» **TEXTE FOURNI**
■ ■ ■ ■
Tout cela est vrai et l'on ne peut oublier que les évangiles ont été écrits dans le climat de la séparation des premières communautés chrétiennes avec les synagogues juives. Mais cela n'explique pas pourquoi Jésus a été déféré à la justice romaine. La cohorte qui a arrêté Jésus était faite de soldats romains, mais elle était conduite par Judas et des serviteurs des Grands-Prêtres. Des traditions juives anciennes reconnaissent que les chefs du peuple ont pris une part réelle dans les accusations portées contre Jésus. Il semble bien qu'il y eût un accord préalable entre les deux autorités pour en finir avec Jésus. Toute la communauté juive ne lui était certainement pas opposée, en particulier le parti des Pharisiens, qui n'a pris aucune part à l'affaire. Une accusation globale des Juifs de l'époque est donc injuste. Par contre, le parti des Sadducéens, très présent parmi les Grands-Prêtres et au Sanhédrin - autorités d'ailleurs devenues à l'époque plus politiques que religieuses -, ont poussé à la mort de Jésus. Cela n'innocente en rien Pilate et les Romains qui auraient dû exercer une vraie justice. Dans l'état actuel de la recherche, il est difficile d'aller au-delà d'une responsabilité partagée et d'une certaine forme de collusion dans la méfiance réciproque. Symboliquement parlant, il est signifiant que ce soient les païens et les Juifs, représentant les deux dimensions religieuses de l'humanité de l'époque, qui aient participé à la mort de Jésus. Selon la même symbolique, on peut voir dans le sommeil et la fuite des disciples le rôle des chrétiens, qui n'ont rien fait pour porter secours à leur maître.

Le site du Calvaire

Les découvertes (1960-1980) de l'archéologie (B. Bagatti) confirment les données de la crucifixion. On peut remonter dans l'histoire du site actuel de la Basilique du Saint-Sépulcre jusqu'au VIIe siècle avant J.-C. C'était primitivement une colline dont on avait fait à l'époque des anciens rois de Juda une carrière de pierre. Mais un bloc de pierre à la configuration torturée (onze mètres de haut et quelques mètres de côté), et sans doute inexploitable pour la construction, avait été laissé de côté. Une fois la carrière abandonnée, des tombeaux avaient été creusés dans les parois verticales de la carrière laissée par l'exploitation. Le mur d'enceinte construit sous Hérode était venu s'élever non loin de la butte de pierre, elle-même en partie remblayée. Cette butte, restée en dehors de la ville (à la différence d'aujourd'hui) était devenue le lieu des exécutions publiques. Le nom de "Golgotha" ou "lieu du crâne" peut venir de l'aspect inégal, torturé et creusé d'orbites, de ce monticule de pierre blanche. Une cinquantaine de mètres sépare la butte de la tombe creusée dans le roc où sera déposé Jésus.
■ ■ ■ ■
» **LISTE DES ENTRÉES**

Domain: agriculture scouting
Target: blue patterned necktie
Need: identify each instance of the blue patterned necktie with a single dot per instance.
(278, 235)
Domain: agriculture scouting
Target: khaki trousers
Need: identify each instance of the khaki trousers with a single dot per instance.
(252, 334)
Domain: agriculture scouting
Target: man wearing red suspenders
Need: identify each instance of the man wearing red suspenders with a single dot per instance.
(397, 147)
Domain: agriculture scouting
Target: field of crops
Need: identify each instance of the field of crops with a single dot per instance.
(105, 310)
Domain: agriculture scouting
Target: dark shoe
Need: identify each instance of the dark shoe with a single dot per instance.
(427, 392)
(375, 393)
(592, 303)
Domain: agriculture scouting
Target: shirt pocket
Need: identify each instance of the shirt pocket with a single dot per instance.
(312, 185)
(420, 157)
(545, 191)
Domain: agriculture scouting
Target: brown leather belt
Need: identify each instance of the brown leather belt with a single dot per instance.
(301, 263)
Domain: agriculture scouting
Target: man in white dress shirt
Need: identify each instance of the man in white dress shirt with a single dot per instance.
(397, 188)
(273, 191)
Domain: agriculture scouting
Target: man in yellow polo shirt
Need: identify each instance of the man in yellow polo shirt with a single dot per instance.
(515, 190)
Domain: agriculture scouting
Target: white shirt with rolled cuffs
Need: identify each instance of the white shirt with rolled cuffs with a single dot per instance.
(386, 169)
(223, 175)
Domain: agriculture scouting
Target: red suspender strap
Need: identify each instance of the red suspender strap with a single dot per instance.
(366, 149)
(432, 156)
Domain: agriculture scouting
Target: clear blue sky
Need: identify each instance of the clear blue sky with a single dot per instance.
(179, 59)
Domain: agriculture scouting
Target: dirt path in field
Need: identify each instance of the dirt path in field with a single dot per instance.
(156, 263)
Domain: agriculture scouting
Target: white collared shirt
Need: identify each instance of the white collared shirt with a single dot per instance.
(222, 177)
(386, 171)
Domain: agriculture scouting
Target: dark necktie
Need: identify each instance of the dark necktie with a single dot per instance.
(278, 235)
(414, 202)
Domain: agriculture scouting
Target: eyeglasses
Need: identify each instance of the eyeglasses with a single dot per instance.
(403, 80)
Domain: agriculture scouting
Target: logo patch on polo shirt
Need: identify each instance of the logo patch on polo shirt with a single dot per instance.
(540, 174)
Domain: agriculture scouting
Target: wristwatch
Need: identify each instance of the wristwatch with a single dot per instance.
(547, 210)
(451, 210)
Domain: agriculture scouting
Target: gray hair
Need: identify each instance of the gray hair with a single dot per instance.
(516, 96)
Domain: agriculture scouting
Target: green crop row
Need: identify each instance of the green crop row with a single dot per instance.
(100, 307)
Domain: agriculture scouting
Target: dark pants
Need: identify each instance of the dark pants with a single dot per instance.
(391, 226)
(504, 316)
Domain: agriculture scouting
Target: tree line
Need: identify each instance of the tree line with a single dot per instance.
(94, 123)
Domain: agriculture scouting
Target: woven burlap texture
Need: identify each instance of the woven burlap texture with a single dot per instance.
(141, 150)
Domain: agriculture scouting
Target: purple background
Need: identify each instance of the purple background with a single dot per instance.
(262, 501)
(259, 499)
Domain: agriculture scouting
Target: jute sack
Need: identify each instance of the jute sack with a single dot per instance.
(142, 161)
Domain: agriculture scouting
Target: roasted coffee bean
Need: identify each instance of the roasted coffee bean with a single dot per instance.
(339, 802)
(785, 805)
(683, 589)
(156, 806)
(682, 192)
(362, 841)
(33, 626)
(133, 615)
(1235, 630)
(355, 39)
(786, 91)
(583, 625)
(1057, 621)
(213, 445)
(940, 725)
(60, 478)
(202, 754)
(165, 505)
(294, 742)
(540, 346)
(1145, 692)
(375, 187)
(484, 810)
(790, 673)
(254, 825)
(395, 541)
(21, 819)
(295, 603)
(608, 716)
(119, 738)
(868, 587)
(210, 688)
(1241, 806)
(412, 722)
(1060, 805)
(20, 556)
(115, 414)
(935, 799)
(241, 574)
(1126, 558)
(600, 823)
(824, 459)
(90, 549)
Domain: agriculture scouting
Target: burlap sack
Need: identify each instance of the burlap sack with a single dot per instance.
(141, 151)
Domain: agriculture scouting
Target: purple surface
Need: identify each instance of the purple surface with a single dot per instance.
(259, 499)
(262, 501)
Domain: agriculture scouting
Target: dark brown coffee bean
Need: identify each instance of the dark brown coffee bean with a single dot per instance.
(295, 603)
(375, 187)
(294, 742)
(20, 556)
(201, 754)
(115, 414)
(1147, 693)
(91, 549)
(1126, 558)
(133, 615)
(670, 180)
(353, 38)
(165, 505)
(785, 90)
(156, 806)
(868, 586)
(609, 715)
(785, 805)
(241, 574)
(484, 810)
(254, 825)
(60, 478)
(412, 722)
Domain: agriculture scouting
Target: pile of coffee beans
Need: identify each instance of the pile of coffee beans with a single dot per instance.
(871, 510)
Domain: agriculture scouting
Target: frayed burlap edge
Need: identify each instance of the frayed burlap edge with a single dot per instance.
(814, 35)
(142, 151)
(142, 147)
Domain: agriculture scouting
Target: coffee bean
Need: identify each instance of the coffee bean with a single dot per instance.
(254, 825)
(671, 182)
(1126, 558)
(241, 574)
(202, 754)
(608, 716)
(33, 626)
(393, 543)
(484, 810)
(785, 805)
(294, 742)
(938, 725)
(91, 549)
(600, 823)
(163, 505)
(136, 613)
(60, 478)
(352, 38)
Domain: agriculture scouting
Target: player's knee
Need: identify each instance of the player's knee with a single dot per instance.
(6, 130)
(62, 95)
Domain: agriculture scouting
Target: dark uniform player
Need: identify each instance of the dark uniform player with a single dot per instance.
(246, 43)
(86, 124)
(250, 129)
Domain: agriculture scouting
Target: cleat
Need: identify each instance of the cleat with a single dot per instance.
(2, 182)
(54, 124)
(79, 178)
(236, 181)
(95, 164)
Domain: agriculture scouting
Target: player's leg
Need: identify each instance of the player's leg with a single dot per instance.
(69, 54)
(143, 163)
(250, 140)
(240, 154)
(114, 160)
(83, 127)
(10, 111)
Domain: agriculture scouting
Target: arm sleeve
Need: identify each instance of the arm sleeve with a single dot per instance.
■ ■ ■ ■
» **LISTE DES CONSIGNES**
[1] D'après le texte fourni, dites pour chaque affirmation si elle est vraie ou fausse : (a) le parti des Pharisiens a pris part à l'affaire ; (b) le bloc de pierre laissé dans la carrière mesurait onze mètres de haut ; (c) à l'époque, la butte se trouvait à l'intérieur de la ville. Répondez par oui ou par non, en citant chaque fois les mots du texte qui tranchent.
[2] Traduisez en anglais cette phrase du texte fourni : « Une cinquantaine de mètres sépare la butte de la tombe creusée dans le roc où sera déposé Jésus. »
Les entrées forment un ensemble à part, distinct du texte fourni.

» **RÉPONSES**
[1]
(a) Non : « le parti des Pharisiens, qui n'a pris aucune part à l'affaire ».
(b) Oui : « onze mètres de haut et quelques mètres de côté ».
(c) Non : « Cette butte, restée en dehors de la ville (à la différence d'aujourd'hui) ».

[2] About fifty meters separate the mound from the tomb cut into the rock where Jesus will be laid.